**TASKS TO PERFORM**:
1. In the passage on depression, what is projected to be the leading cause of disease burden in 2030?
2. Rewrite the stretch from "It has been" through "evidence-based treatment ." in the passage on depression, putting "chronic" in place of "recurrent".
3. List the factors that the passage on depression says are likely to contribute to the undertreatment of depression.

**EXTRACT TO READ**:
_ _ _
It has been projected that depression will be the leading cause of disease burden in 2030 . Lifetime prevalence of depression is high  and depressive episodes are frequently persistent and recurrent . Moreover, only a minority of people with depression receive evidence-based treatment .
It is likely that the undertreatment of depression is due in part to lack of availability and accessibility of services , an unwillingness to seek help due to the stigma associated with depression  and a preference among some people with depression for employing self help methods for coping with the condition. One potential means for increasing treatment coverage and reducing burden is to facilitate the large scale dissemination of self help methods which reduce the need for the health workforce involvement and circumvent the stigma associated with seeking face-to-face help.
_ _ _
Segmentation mask data:
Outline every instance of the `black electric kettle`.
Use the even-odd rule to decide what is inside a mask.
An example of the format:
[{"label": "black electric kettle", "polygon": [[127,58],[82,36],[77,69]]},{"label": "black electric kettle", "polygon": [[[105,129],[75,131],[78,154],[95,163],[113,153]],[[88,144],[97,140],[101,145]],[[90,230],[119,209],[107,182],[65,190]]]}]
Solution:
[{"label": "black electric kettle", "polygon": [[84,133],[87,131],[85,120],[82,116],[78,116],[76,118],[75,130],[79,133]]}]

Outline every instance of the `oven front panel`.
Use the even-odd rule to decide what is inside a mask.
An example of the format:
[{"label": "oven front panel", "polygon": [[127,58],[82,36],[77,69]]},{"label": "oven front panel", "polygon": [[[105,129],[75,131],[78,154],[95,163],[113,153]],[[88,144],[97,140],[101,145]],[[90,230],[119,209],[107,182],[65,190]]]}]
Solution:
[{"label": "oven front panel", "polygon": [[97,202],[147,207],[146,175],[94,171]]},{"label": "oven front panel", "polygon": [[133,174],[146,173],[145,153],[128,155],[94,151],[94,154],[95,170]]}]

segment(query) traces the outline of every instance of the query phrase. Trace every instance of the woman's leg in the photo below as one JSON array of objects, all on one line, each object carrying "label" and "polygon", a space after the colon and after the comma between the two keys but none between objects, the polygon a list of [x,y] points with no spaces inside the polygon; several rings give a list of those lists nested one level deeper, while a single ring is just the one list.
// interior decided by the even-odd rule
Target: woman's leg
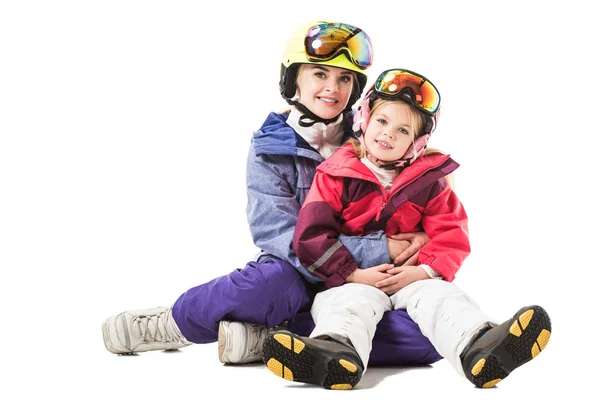
[{"label": "woman's leg", "polygon": [[235,320],[276,326],[310,303],[309,288],[285,261],[250,262],[244,269],[213,279],[183,293],[173,318],[194,343],[217,340],[219,321]]}]

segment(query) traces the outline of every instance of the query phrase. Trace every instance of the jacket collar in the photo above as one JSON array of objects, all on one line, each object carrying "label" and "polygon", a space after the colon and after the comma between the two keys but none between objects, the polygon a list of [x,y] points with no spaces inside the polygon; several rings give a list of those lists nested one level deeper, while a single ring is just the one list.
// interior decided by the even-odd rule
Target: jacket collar
[{"label": "jacket collar", "polygon": [[[270,113],[261,126],[252,136],[252,144],[256,155],[293,155],[312,158],[319,162],[323,157],[311,145],[300,136],[292,126],[288,124],[288,117],[291,113]],[[340,142],[346,141],[353,135],[352,133],[352,114],[347,113],[345,121],[337,125],[344,128]],[[318,124],[315,124],[315,126]],[[306,129],[306,128],[302,128]]]},{"label": "jacket collar", "polygon": [[[405,186],[423,176],[426,172],[442,166],[449,159],[450,155],[448,154],[419,157],[414,163],[402,170],[402,173],[394,181],[391,190]],[[453,165],[456,164],[452,159],[450,160]],[[456,164],[456,166],[458,165]],[[356,156],[351,144],[341,147],[317,169],[333,176],[358,178],[379,184],[379,180],[373,172]]]}]

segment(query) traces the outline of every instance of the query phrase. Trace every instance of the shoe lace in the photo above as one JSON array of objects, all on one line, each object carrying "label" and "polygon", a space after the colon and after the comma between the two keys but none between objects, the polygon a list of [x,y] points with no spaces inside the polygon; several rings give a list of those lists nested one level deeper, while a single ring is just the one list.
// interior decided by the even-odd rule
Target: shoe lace
[{"label": "shoe lace", "polygon": [[248,324],[250,329],[248,335],[248,352],[251,355],[262,354],[263,352],[263,343],[267,334],[272,331],[280,331],[282,329],[287,329],[288,323],[287,321],[282,322],[280,325],[274,326],[270,329],[265,329],[264,325],[252,325]]},{"label": "shoe lace", "polygon": [[153,315],[141,315],[133,320],[134,332],[137,333],[142,343],[182,342],[179,335],[169,331],[169,318],[172,317],[166,311]]},{"label": "shoe lace", "polygon": [[250,334],[248,335],[248,352],[252,355],[262,353],[262,344],[267,336],[268,329],[262,325],[249,325]]}]

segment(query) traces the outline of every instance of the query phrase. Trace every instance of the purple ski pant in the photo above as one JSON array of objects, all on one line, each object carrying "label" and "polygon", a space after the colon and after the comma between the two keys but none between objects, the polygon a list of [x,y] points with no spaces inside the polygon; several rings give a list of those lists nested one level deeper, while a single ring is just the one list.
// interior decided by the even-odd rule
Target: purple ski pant
[{"label": "purple ski pant", "polygon": [[[221,320],[269,328],[288,321],[288,330],[309,336],[315,326],[309,312],[314,295],[289,263],[250,262],[244,269],[183,293],[173,305],[173,318],[183,336],[194,343],[215,342]],[[424,365],[441,358],[406,311],[394,310],[377,325],[369,365]]]}]

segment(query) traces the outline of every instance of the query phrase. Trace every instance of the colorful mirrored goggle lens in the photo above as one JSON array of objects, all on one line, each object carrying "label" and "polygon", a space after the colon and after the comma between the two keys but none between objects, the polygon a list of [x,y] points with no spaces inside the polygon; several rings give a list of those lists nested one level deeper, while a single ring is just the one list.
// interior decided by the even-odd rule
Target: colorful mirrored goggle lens
[{"label": "colorful mirrored goggle lens", "polygon": [[345,50],[350,61],[365,69],[373,63],[371,39],[359,28],[348,24],[315,25],[306,33],[306,55],[311,61],[328,61]]},{"label": "colorful mirrored goggle lens", "polygon": [[408,93],[417,107],[430,114],[435,114],[440,107],[440,93],[433,83],[405,69],[382,72],[375,82],[375,92],[388,98]]}]

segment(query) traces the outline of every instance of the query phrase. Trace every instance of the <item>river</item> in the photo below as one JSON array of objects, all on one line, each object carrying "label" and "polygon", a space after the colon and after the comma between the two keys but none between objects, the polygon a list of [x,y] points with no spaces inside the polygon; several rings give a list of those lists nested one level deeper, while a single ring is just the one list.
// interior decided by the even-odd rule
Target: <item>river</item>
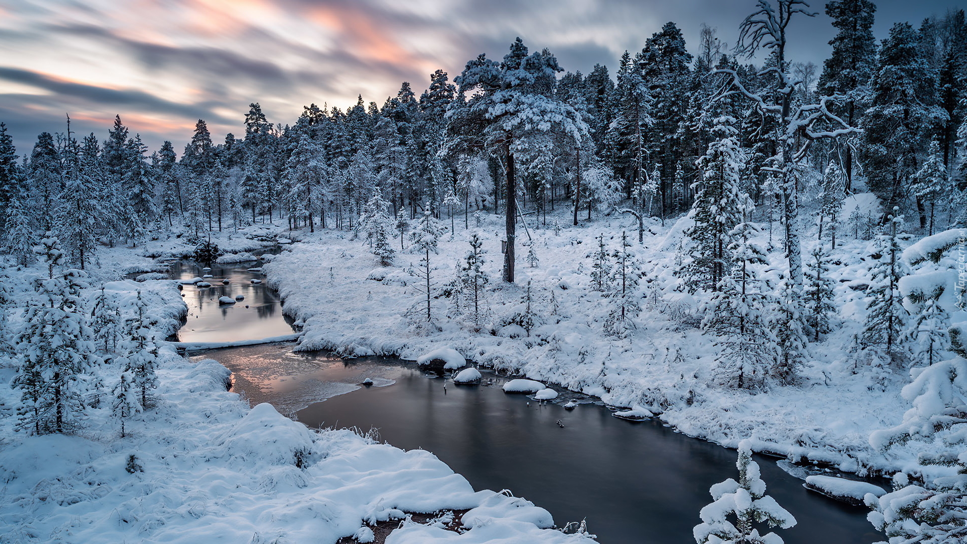
[{"label": "river", "polygon": [[[292,332],[278,295],[249,267],[202,271],[183,263],[176,277],[211,274],[213,287],[185,287],[188,322],[179,339],[224,342]],[[223,286],[220,279],[229,284]],[[213,292],[215,291],[215,292]],[[244,294],[224,308],[222,294]],[[193,321],[192,321],[193,319]],[[370,429],[404,449],[433,452],[475,489],[508,489],[548,509],[558,526],[586,519],[599,541],[692,542],[698,512],[711,501],[709,487],[737,477],[734,450],[675,432],[658,420],[615,418],[595,399],[558,389],[555,403],[505,394],[504,377],[484,373],[493,385],[455,385],[396,359],[342,360],[327,353],[293,353],[290,345],[229,348],[193,354],[233,372],[233,388],[252,404],[269,402],[309,427]],[[361,386],[369,378],[372,386]],[[580,404],[572,410],[561,404]],[[768,493],[798,520],[780,530],[787,544],[864,544],[881,540],[866,509],[803,488],[776,460],[756,456]],[[839,474],[841,475],[841,474]],[[882,482],[877,482],[883,485]]]}]

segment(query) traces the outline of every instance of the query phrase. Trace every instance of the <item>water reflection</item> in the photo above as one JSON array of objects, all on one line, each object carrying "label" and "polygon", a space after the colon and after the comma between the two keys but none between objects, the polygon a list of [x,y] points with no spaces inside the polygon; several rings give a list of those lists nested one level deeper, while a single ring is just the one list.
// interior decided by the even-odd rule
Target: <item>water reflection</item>
[{"label": "water reflection", "polygon": [[[204,265],[182,260],[171,265],[171,277],[177,280],[203,278],[211,287],[186,285],[182,290],[188,304],[188,317],[185,326],[178,331],[181,342],[231,342],[236,340],[258,340],[274,336],[292,334],[295,328],[292,319],[281,312],[278,294],[264,283],[252,284],[251,280],[263,280],[260,272],[249,272],[257,261],[233,264],[215,264],[211,270]],[[211,278],[204,278],[211,275]],[[223,280],[228,280],[223,284]],[[227,296],[235,299],[243,295],[243,300],[235,304],[221,304],[219,298]]]},{"label": "water reflection", "polygon": [[[709,487],[736,477],[733,450],[688,438],[657,421],[612,417],[596,404],[565,410],[587,397],[562,392],[541,405],[494,386],[456,386],[410,364],[326,354],[286,346],[208,352],[230,368],[235,390],[298,411],[310,427],[379,429],[404,449],[432,451],[475,489],[510,489],[547,508],[559,525],[587,518],[602,543],[691,542]],[[365,378],[395,380],[360,388]],[[494,378],[484,375],[484,381]],[[446,390],[444,384],[447,384]],[[320,399],[328,399],[318,402]],[[563,427],[558,425],[561,422]],[[757,459],[769,493],[799,524],[780,531],[787,544],[864,544],[882,539],[866,510],[807,492],[773,460]],[[882,485],[882,484],[881,484]]]}]

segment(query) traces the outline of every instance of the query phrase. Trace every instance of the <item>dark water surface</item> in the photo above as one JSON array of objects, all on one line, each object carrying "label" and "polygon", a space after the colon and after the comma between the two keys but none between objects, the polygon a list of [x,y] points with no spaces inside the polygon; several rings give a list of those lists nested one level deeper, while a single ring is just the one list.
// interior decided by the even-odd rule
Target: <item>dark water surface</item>
[{"label": "dark water surface", "polygon": [[[205,265],[190,261],[177,261],[171,265],[171,277],[176,280],[203,278],[210,287],[186,285],[182,290],[188,304],[188,317],[178,331],[180,342],[231,342],[234,340],[260,340],[292,334],[291,319],[282,316],[278,294],[269,288],[261,272],[249,268],[260,267],[260,261],[232,264]],[[221,283],[227,279],[228,284]],[[262,280],[252,284],[251,280]],[[219,297],[245,296],[235,304],[220,304]]]},{"label": "dark water surface", "polygon": [[[309,427],[376,428],[380,439],[395,446],[433,452],[475,489],[509,489],[546,508],[559,527],[586,518],[602,543],[693,542],[698,511],[712,500],[709,487],[737,478],[733,450],[659,421],[618,419],[581,395],[561,391],[559,404],[544,405],[508,395],[499,386],[505,378],[486,373],[484,381],[493,378],[494,385],[455,385],[410,363],[342,361],[291,353],[281,345],[205,356],[231,369],[235,388],[253,403],[278,401],[277,406],[295,409],[296,399],[308,406],[297,415]],[[365,378],[395,383],[345,394],[336,387],[352,388]],[[313,395],[330,393],[336,396],[312,403]],[[561,404],[571,398],[585,404],[564,409]],[[768,493],[799,522],[778,531],[787,544],[882,539],[865,521],[866,509],[806,491],[772,459],[756,456],[756,461]]]}]

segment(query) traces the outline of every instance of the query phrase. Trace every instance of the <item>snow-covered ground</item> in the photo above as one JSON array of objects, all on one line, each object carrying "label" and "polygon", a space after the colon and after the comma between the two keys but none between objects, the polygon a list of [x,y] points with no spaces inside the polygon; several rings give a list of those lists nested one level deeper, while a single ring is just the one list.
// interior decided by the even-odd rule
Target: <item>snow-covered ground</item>
[{"label": "snow-covered ground", "polygon": [[[875,205],[875,198],[872,203],[861,197],[853,200],[854,207]],[[916,449],[922,446],[897,447],[887,457],[868,442],[872,431],[900,422],[909,404],[899,390],[909,382],[909,375],[902,369],[870,366],[858,360],[851,349],[864,317],[866,256],[872,242],[840,236],[834,255],[839,309],[834,332],[810,345],[809,360],[797,383],[752,394],[715,383],[713,339],[697,326],[700,301],[674,288],[679,280],[672,270],[688,221],[669,221],[661,227],[651,220],[639,246],[636,222],[627,216],[565,227],[559,232],[550,227],[550,222],[546,227],[535,225],[531,216],[526,231],[518,227],[515,285],[499,280],[502,219],[484,215],[480,227],[472,219],[469,230],[459,222],[455,233],[441,237],[439,253],[431,255],[432,281],[443,286],[454,278],[456,263],[469,249],[469,233],[477,232],[484,240],[484,269],[491,278],[484,301],[489,315],[482,332],[461,322],[444,297],[432,300],[439,332],[412,326],[414,317],[407,315],[425,301],[417,278],[408,273],[420,256],[399,252],[398,238],[394,242],[397,249],[395,266],[383,268],[365,240],[352,233],[302,231],[301,243],[276,257],[263,272],[283,297],[285,312],[304,326],[296,349],[416,359],[433,349],[451,348],[468,360],[498,371],[557,383],[619,407],[640,406],[684,433],[730,447],[750,438],[759,451],[830,463],[860,474],[870,468],[896,470],[912,466]],[[563,216],[560,223],[565,224]],[[784,266],[781,249],[777,247],[779,227],[774,227],[775,244],[769,242],[768,229],[762,234],[762,244],[772,251],[770,263],[760,274],[775,286]],[[605,244],[613,250],[622,230],[634,241],[646,273],[643,311],[637,328],[626,340],[602,333],[610,299],[594,290],[590,274],[595,237],[603,233]],[[408,239],[405,244],[410,244]],[[528,244],[533,244],[540,259],[536,267],[522,258]],[[804,254],[814,244],[805,238]],[[529,336],[502,334],[501,325],[520,310],[528,282],[542,324]],[[423,306],[419,308],[424,312]]]},{"label": "snow-covered ground", "polygon": [[[265,245],[219,241],[239,252]],[[103,250],[88,295],[103,285],[124,308],[140,291],[166,337],[186,311],[177,283],[121,278],[161,273],[154,257],[189,253],[176,239]],[[10,271],[15,302],[44,272]],[[14,429],[19,391],[10,387],[14,361],[0,355],[0,543],[369,542],[381,522],[398,525],[396,543],[591,541],[551,529],[550,514],[523,499],[475,492],[429,452],[309,430],[267,404],[249,408],[226,390],[225,367],[175,348],[161,348],[153,407],[126,420],[123,438],[106,398],[117,365],[94,371],[103,394],[88,399],[81,432],[29,436]],[[436,515],[417,523],[409,513]]]}]

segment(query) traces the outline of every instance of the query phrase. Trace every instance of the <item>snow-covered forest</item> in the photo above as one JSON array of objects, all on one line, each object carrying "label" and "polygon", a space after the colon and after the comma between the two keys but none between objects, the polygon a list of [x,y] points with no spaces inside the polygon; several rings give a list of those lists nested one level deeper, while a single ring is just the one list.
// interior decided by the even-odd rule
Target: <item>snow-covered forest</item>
_ _ _
**RESULTS FOR EACH TASK**:
1. Depression.

2.
It has been projected that depression will be the leading cause of disease burden in 2030 . Lifetime prevalence of depression is high  and depressive episodes are frequently persistent and chronic . Moreover, only a minority of people with depression receive evidence-based treatment .

3.
- Lack of availability and accessibility of services
- An unwillingness to seek help due to the stigma associated with depression
- A preference among some people with depression for employing self help methods for coping with the condition